== MATERIAL TO PROCESS ==

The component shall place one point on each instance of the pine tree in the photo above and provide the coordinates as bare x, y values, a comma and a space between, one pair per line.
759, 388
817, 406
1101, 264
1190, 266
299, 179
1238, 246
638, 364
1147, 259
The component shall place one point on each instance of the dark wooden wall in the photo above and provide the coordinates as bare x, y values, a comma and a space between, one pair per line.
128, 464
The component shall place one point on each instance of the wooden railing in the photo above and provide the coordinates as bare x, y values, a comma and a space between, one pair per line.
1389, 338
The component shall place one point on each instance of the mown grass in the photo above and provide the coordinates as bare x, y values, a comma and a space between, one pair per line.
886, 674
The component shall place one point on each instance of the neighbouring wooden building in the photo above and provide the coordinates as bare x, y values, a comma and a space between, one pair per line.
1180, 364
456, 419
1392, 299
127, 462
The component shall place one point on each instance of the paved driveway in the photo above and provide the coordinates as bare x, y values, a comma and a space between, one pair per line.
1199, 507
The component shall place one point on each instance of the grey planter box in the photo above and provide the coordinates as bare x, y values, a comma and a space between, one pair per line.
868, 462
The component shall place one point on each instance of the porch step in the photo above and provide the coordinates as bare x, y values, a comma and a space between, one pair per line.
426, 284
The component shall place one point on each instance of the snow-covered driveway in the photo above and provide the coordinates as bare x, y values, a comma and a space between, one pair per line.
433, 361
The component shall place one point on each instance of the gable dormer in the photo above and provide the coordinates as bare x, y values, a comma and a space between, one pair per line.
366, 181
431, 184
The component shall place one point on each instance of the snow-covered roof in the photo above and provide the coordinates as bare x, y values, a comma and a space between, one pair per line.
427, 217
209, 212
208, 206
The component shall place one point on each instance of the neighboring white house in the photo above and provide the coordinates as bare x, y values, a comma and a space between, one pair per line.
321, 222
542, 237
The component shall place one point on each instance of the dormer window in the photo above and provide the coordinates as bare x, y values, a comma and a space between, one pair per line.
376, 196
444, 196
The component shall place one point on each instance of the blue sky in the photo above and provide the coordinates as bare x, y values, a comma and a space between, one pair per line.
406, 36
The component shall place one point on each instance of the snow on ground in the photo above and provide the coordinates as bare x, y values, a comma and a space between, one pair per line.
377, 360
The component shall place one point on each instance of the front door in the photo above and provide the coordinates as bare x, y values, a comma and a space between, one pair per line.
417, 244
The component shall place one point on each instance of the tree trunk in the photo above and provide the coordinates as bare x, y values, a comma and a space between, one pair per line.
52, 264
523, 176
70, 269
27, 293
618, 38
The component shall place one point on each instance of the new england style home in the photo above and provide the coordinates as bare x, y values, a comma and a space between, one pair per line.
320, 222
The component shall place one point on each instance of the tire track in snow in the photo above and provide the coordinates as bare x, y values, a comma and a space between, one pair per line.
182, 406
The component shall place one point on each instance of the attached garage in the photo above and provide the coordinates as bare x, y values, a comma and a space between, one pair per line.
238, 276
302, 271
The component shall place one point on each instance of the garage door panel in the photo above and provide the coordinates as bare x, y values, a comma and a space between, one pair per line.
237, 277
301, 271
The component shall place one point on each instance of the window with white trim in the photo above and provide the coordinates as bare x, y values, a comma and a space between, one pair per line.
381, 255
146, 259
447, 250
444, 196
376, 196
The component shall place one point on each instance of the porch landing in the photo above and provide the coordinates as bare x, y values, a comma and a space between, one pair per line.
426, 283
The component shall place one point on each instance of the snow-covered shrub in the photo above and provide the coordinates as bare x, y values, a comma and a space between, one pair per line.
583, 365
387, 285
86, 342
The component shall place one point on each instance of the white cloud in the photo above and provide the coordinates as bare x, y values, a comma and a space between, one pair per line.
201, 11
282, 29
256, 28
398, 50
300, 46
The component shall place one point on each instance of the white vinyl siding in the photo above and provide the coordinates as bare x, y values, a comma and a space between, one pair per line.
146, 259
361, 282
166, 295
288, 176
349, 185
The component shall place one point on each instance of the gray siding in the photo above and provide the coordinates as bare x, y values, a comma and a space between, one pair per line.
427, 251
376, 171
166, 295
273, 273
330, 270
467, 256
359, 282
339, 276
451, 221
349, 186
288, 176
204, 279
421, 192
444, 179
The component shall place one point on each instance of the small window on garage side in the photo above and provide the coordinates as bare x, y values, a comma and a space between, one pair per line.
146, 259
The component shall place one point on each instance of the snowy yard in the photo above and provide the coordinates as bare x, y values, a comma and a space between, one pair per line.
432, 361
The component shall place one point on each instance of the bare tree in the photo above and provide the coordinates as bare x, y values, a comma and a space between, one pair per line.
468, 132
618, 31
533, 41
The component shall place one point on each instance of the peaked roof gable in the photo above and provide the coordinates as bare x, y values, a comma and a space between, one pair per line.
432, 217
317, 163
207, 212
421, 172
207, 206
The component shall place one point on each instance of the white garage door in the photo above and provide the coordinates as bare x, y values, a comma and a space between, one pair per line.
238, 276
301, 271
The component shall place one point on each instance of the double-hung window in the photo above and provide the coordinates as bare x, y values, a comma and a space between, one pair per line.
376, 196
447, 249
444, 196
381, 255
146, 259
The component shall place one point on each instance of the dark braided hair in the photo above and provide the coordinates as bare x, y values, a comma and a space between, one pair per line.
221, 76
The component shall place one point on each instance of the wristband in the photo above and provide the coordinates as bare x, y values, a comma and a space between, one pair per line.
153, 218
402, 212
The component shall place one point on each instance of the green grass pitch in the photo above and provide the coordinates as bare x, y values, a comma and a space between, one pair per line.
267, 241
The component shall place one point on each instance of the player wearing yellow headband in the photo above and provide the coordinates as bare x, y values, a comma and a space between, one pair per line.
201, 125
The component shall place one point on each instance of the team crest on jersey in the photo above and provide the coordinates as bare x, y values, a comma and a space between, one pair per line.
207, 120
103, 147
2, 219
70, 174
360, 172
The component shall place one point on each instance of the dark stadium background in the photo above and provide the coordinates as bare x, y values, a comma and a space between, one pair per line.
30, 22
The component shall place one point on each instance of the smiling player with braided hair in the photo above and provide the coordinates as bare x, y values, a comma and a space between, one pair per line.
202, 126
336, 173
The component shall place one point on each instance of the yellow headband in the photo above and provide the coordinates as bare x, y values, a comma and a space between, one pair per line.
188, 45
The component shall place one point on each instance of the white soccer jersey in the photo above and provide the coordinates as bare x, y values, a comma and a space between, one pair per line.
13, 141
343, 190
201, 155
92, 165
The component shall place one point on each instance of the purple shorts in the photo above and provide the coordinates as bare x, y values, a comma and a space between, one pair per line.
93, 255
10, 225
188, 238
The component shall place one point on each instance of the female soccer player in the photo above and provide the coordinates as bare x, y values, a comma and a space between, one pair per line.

===

> _DIRECTIONS FOR THIS TASK_: With both ends included, please retype exactly the lines from the line containing "the dark stadium" to the final line of the data.

> _COMPLETED EXERCISE_:
The component shall place one point on each instance of the dark stadium background in the photo above and provide the coordinates as bare x, y values, a comma and a space between, one pair per line.
30, 22
The component shall place one point on each instance of the smiling player with braided hair in the photo above and provide the coordinates as bare x, y values, a comma and a space between, one pair per line.
202, 126
336, 173
The component shall place one point on each instance of the yellow headband in the photo above and provide the coordinates as bare x, y values, a comma and a space between, one pair per line.
188, 45
The component shall place one point on each instance of the white soccer jersey in the photo above and provide the coordinates as bare x, y values, a comma and a space between, one pair per line.
13, 141
343, 190
201, 155
92, 165
The component shall place one point on each instance of the purple shorts in the photo above and provide the coordinates as bare x, y values, a comma and a space between, one pair per line.
93, 255
10, 225
188, 238
The component shall place one point on each instance of the female soccer player in the photo above and provide the coordinates as bare x, y values, a comma and a space between, one pair per line.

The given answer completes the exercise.